Passagem
Adão e sua companheira tinham recebido no Eden uma lei moral simplissima e muito clara: era-lhes licito saborear todos os fructos d'aquella mansão de delicias, tirante o fructo d'uma só arvore: feito isto, a sua felicidade seria perfeita. Conta-se que elles estavam alli mais innocentes que os recemnascidos e ao mesmo tempo mais instruidos que os anciãos d'hoje em dia. Obedecia-lhes a natureza e elles comprehendiam-lhe a voz. Cuidados nenhuns, nenhumas lagrimas, primavera eterna, e a mocidade immorredoira em todo o seu ser. Deus folgava descer-se do ceo para n'elles contemplar a sua viva imagem; e então lhes mostrava seu rosto e lhes fallava.

Entretanto Satanaz foi esperal-os debaixo da arvore da Sciencia, cujo fructo lhes fez comer. Não se corromperam per si mesmos como Satanaz; mas eram livres e o tentador estava alli. Quem tinha seduzido os anjos como deixaria de seduzil-os a elles? Que considerações o reteriam? Não receia Deus por que Deus lhe não póde aggravar o supplicio, pois que esse supplicio é eterno, e o inexprimivel horror de tal castigo consiste na eternidade d'elle. Pelo que respeita á piedade, é sentimento que Satanaz não conhece, pois que Deus lh'a não mostrou a elle, o primeiro de todos os seres que a necessitára. Á semelhança das outras creaturas, tem sómente aquillo que recebe; e o que brilha em si não é o amor divino, é a divina colera que o conserva devorando-o.

Quaes foram as consequencias da queda?

Desafios
**A.** Transcreva, com a grafia original, todas as frases interrogativas presentes no texto sobre o Éden.
**B.** Prossiga o texto sobre o Éden a partir da última frase, mantendo o registro e a ortografia antiga.

Trecho de origem
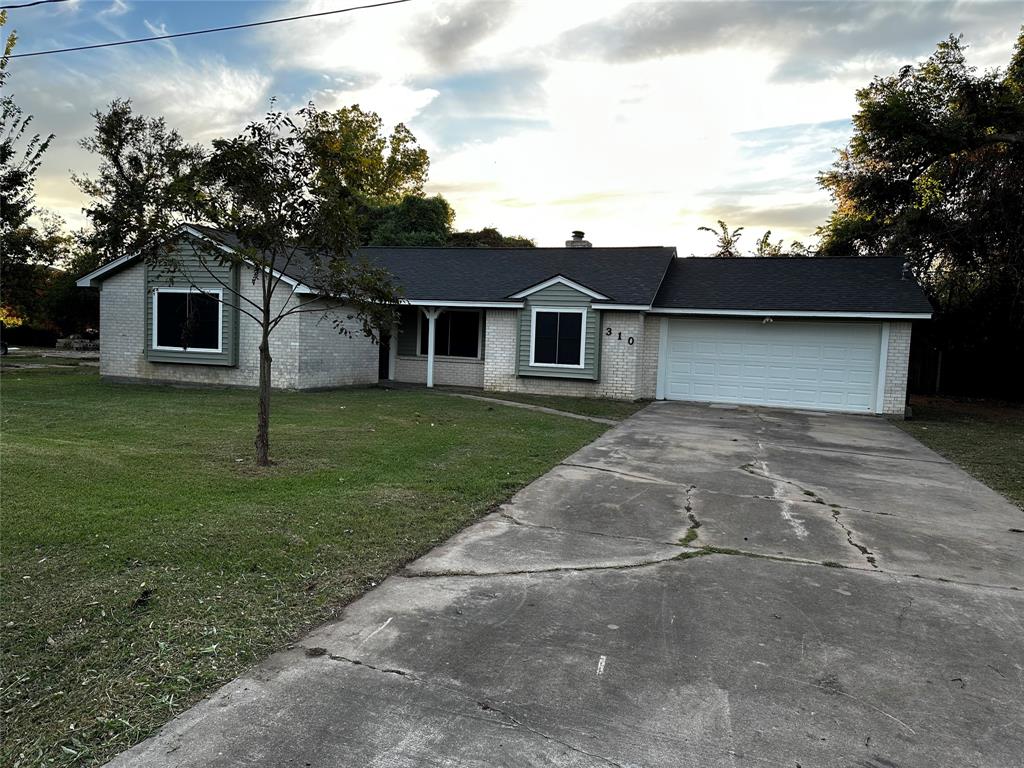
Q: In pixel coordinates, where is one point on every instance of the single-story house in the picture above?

Respostas
**A.**
- "Quem tinha seduzido os anjos como deixaria de seduzil-os a elles?"
- "Que considerações o reteriam?"
- "Quaes foram as consequencias da queda?"

**B.**
IV

A maldição
 

Não aceitou Deus as desculpas de Adão e Eva. De tal modo o irritou a desobediencia, que, no auge da sua ira, amaldiçoou-os e com elles a terra que os continha: dupla maldição que abrange alma e corpo, espirito e materia, eternidade e tempo — o homem todo na intimidade de seu ser immortal e nas condições exteriores da sua existencia transitoria.

De feito, foi Adão condemnado á morte. O corpo reverteu ao pó e a alma cahiu no inferno. Esperando, porém, este ultimo castigo, foi-lhe forçado soffrer outro n'este mundo. Cahiu sob o poder de Satan. Os miraculosos conhecimentos, que elle tinha, perdeu-os para sempre.

Repulso do Eden, nada sabia do que tinha sabido n'aquelle lugar; e, como a terra tambem se havia transformado, caminhava elle inexperiente atravez dos estorvos d'uma vida nova. Precisões, lavor ingrato, enfermidades, padecimentos de toda a natureza, desconfianças, medos, saudades inuteis, desejos inquietos acompanhavam o vagabundo par. Satanaz seguia-os, julgando-os ainda bastante felizes sobre a terra maldita, onde, se elle não fosse, o soffrimento seria expiação, e a morte resgate.

Penetremos mais dentro n'este mysterio, e consideremos com os theologos quaes foram e ainda são hoje as deploraveis consequencias d'aquelles successos.

V

Consequencias da maldição
 

Os filhos de Adão que ainda não eram nascidos no momento da culpa, e os filhos de seus filhos até á derradeira geração foram condemnados com elle, como se tivessem peccado. Comprehende-se que elles não fossem melhores que seus pais: peiores é que elles se tornaram. O mais velho d'esses reprobos matou seu irmão, e a impiedade humana foi crescendo até ao diluvio para recomeçar, ao sahir da arca, durante o somno de Noé.

Uma tal punição não podia gerar outros effeitos.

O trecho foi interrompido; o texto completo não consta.